> _Job_
Could you rewrite all of the data below, changing "then stop" to "then end" and leaving everything else the same?

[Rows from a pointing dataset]
________________

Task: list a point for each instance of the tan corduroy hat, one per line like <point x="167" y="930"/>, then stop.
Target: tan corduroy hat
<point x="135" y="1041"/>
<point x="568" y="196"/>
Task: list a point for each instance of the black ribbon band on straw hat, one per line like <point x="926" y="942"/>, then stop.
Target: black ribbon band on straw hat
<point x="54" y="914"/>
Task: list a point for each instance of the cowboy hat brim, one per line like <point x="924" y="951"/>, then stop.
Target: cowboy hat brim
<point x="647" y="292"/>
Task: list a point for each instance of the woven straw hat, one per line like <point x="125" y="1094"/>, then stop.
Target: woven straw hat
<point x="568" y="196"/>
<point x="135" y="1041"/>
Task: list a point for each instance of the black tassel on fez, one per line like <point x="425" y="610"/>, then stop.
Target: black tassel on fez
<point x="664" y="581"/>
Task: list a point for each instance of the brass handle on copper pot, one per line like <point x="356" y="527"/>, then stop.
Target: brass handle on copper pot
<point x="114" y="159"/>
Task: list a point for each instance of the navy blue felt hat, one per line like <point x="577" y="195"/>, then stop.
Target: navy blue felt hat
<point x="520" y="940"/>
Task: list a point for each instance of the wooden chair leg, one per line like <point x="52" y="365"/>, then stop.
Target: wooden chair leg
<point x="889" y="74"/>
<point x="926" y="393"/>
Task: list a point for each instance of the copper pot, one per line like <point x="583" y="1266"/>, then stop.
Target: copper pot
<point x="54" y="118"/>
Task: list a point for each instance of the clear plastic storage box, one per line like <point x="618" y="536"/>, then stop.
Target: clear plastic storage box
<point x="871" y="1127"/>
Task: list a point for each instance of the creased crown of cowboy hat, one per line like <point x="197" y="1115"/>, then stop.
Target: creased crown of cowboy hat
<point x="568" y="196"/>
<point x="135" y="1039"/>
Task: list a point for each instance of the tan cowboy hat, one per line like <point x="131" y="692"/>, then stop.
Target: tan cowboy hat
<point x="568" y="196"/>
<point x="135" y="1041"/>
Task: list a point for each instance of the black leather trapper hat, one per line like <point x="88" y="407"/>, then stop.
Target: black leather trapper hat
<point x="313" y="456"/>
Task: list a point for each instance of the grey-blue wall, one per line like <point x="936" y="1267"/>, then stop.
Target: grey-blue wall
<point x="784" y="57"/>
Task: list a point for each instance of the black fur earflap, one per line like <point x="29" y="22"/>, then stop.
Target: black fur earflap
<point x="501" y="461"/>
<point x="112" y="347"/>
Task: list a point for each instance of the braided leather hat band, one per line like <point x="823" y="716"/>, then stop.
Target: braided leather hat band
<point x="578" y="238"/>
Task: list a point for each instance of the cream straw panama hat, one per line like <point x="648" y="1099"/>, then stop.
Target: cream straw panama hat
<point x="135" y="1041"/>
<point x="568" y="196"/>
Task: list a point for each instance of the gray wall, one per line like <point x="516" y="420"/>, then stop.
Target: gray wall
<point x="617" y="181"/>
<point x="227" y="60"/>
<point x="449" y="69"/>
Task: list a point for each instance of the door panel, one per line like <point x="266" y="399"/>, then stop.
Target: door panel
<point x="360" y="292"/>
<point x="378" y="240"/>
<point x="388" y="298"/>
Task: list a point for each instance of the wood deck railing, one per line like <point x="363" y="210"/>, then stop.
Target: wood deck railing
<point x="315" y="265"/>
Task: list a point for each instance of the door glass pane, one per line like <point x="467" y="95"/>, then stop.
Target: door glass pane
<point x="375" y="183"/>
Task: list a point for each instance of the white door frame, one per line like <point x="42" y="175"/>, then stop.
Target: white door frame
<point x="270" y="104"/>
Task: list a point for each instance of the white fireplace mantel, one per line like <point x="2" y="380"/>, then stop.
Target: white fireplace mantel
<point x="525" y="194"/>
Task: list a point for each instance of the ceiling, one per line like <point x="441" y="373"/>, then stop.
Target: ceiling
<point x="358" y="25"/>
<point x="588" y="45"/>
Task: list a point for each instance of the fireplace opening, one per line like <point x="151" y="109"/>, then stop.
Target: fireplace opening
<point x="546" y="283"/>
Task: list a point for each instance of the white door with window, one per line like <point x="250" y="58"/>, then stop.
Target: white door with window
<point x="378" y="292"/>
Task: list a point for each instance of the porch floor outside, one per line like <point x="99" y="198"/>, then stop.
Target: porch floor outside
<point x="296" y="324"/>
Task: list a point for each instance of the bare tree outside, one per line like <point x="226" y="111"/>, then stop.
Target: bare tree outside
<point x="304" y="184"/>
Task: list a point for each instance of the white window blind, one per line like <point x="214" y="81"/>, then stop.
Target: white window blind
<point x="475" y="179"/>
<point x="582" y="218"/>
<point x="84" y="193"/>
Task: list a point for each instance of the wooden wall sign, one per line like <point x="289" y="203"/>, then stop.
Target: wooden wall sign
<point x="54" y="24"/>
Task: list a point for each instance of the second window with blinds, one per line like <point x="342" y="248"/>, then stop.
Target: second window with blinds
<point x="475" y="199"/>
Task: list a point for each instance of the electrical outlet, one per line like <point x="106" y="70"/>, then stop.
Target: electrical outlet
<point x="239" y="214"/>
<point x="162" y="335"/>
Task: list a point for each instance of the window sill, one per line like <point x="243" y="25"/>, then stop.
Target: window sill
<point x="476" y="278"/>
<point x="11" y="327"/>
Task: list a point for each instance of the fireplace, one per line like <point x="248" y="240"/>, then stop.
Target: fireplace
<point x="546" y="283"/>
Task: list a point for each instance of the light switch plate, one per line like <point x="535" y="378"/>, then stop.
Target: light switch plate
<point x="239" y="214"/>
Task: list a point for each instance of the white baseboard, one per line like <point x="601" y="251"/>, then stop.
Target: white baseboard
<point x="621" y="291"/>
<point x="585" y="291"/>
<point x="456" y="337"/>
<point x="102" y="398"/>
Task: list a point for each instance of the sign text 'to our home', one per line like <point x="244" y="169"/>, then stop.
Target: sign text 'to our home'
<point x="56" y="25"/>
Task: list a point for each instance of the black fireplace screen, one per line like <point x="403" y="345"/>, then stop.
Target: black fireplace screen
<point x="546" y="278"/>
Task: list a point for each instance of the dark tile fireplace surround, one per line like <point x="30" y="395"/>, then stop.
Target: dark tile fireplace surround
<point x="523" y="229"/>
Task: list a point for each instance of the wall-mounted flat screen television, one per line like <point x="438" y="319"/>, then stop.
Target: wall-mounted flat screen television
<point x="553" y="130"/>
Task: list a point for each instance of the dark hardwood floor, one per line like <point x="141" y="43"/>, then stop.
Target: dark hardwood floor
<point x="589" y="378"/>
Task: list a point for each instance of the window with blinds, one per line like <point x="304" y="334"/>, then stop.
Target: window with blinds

________________

> _Solution_
Task: list a point for each instance of the tan corduroy hat, one per line like <point x="167" y="930"/>, then end.
Target: tan corduroy hat
<point x="135" y="1041"/>
<point x="568" y="196"/>
Task: list a point for each instance of the black ribbon band on straw hat, one per line like <point x="926" y="942"/>, then end.
Target: black ribbon band on straw hat
<point x="54" y="914"/>
Task: list a point for each instance of the cowboy hat brim, one per line like <point x="924" y="951"/>, then end.
Target: cowboy hat brim
<point x="647" y="292"/>
Task: list a point for each instance of the woven straw hat, one per line like <point x="125" y="1094"/>, then end.
Target: woven straw hat
<point x="568" y="196"/>
<point x="135" y="1041"/>
Task: list a point for each instance of the black tassel on fez, one per line like <point x="425" y="610"/>, then end.
Target: black tassel on fez
<point x="664" y="581"/>
Task: list a point for each instance of the brass handle on copper pot, one per line like <point x="356" y="527"/>, then end.
Target: brass handle on copper pot
<point x="114" y="159"/>
Task: list a point for each instance of the navy blue felt hat, one per line like <point x="577" y="195"/>, then end.
Target: navy blue felt hat
<point x="520" y="940"/>
Task: list a point for each instance of the wooden chair leg, one per line like <point x="52" y="365"/>, then end.
Target: wooden chair leg
<point x="889" y="74"/>
<point x="926" y="393"/>
Task: list a point for each instance of the copper pot, one per line like <point x="583" y="1266"/>, then end.
Target: copper pot
<point x="54" y="118"/>
Task: list a point for each instance of the clear plastic storage box, one per line like <point x="618" y="536"/>, then end.
Target: clear plastic storage box
<point x="871" y="1127"/>
Task: list a point for each instance of the creased crown of cowboy hat, one per line like <point x="197" y="1115"/>, then end.
Target: creased crown of cowboy hat
<point x="568" y="196"/>
<point x="135" y="1039"/>
Task: list a point for each instance of the tan cowboy hat, one per line like <point x="131" y="692"/>, then end.
Target: tan cowboy hat
<point x="568" y="196"/>
<point x="135" y="1041"/>
Task: list a point for each instance of the black leather trapper hat, one per line like <point x="88" y="407"/>, then end.
Target: black leather trapper hat
<point x="313" y="456"/>
Task: list a point for each instance of the grey-blue wall, one per line like <point x="936" y="1267"/>, then end.
Target: grey-blue wall
<point x="784" y="57"/>
Task: list a point for each instance of the black fur earflap, one per line like <point x="29" y="22"/>, then end.
Target: black fur earflap
<point x="501" y="461"/>
<point x="112" y="347"/>
Task: list a point for each instance of the braided leather hat band, one per line like <point x="823" y="716"/>, then end.
Target: braided leather hat band
<point x="578" y="238"/>
Task: list a point for each instance of the cream straw panama hat, one per line like <point x="648" y="1099"/>, then end.
Target: cream straw panama hat
<point x="135" y="1041"/>
<point x="568" y="196"/>
Task: list a point for each instance of the gray wall, one per line like <point x="516" y="420"/>, then end.
Target: gray wall
<point x="617" y="181"/>
<point x="227" y="60"/>
<point x="449" y="69"/>
Task: list a point for each instance of the door panel, one per line like <point x="266" y="399"/>, then end.
Target: door panel
<point x="360" y="292"/>
<point x="378" y="240"/>
<point x="388" y="298"/>
Task: list a point for each instance of the wood deck railing, one per line like <point x="363" y="210"/>, then end.
Target: wood deck railing
<point x="315" y="265"/>
Task: list a point for each instance of the door glass pane, one per line like <point x="467" y="95"/>, then end.
Target: door glass pane
<point x="375" y="183"/>
Task: list a point for each instance of the white door frame, one per line like <point x="42" y="175"/>, then end.
Target: white door frame
<point x="270" y="104"/>
Task: list a point for each instance of the white fireplace mantel, one per line like <point x="2" y="380"/>, then end.
Target: white fireplace mantel
<point x="525" y="194"/>
Task: list a point for each instance of the ceiling, one per line like <point x="441" y="373"/>, then end.
Target: ceiling
<point x="358" y="25"/>
<point x="588" y="45"/>
Task: list a point for each instance of the fireplace opening, one per line like <point x="151" y="109"/>, then end.
Target: fireplace opening
<point x="546" y="283"/>
Task: list a point for each instance of the white door with window, one per line like <point x="250" y="58"/>, then end.
Target: white door with window
<point x="378" y="292"/>
Task: list a point for each instance of the porch floor outside, one per line like <point x="99" y="198"/>, then end.
Target: porch floor outside
<point x="296" y="324"/>
Task: list a point for each instance of the bare tree outside, one per line like <point x="226" y="111"/>, then end.
Target: bare tree outside
<point x="304" y="184"/>
Task: list a point for each instance of the white window blind, one per line like <point x="214" y="81"/>, then end.
Target: white window blind
<point x="475" y="179"/>
<point x="582" y="218"/>
<point x="84" y="193"/>
Task: list a point for each instance of the wooden wall sign, one per line like <point x="289" y="203"/>, then end.
Target: wooden wall sign
<point x="54" y="24"/>
Task: list a point for each instance of the second window with blinds, one per line like <point x="342" y="248"/>, then end.
Target: second window with blinds
<point x="475" y="199"/>
Task: list a point for each instance of the electrical outlet, one per line like <point x="106" y="70"/>, then end.
Target: electrical outlet
<point x="239" y="214"/>
<point x="162" y="335"/>
Task: list a point for each instance of the window sill, one per line like <point x="243" y="25"/>, then end.
Target: window sill
<point x="476" y="278"/>
<point x="11" y="327"/>
Task: list a point for each instance of the fireplace, one per line like <point x="248" y="240"/>, then end.
Target: fireplace
<point x="546" y="283"/>
Task: list a point for each instance of the light switch plate, one per line like <point x="535" y="378"/>, then end.
Target: light switch plate
<point x="239" y="214"/>
Task: list a point for each instance of the white baseboard, one per line like <point x="601" y="251"/>, then end.
Target: white baseboard
<point x="621" y="291"/>
<point x="585" y="291"/>
<point x="456" y="337"/>
<point x="102" y="398"/>
Task: list a point for each instance of the sign text 'to our home', one per line like <point x="244" y="169"/>, then end.
Target: sign text 'to our home'
<point x="56" y="25"/>
Task: list a point for each instance of the black fireplace screen, one per line like <point x="403" y="345"/>, then end.
Target: black fireplace screen
<point x="546" y="278"/>
Task: list a point for each instance of the dark tile fireplace surround, one per line like <point x="30" y="395"/>, then end.
Target: dark tile fireplace surround
<point x="523" y="229"/>
Task: list a point for each instance of the wall-mounted flat screen television, one per line like <point x="438" y="319"/>, then end.
Target: wall-mounted flat screen television
<point x="553" y="130"/>
Task: list a point for each instance of the dark hardwood floor, one per line like <point x="141" y="43"/>, then end.
Target: dark hardwood floor
<point x="589" y="378"/>
Task: list a point for each instance of the window with blinds, one per line like <point x="304" y="334"/>, then end.
Target: window with blinds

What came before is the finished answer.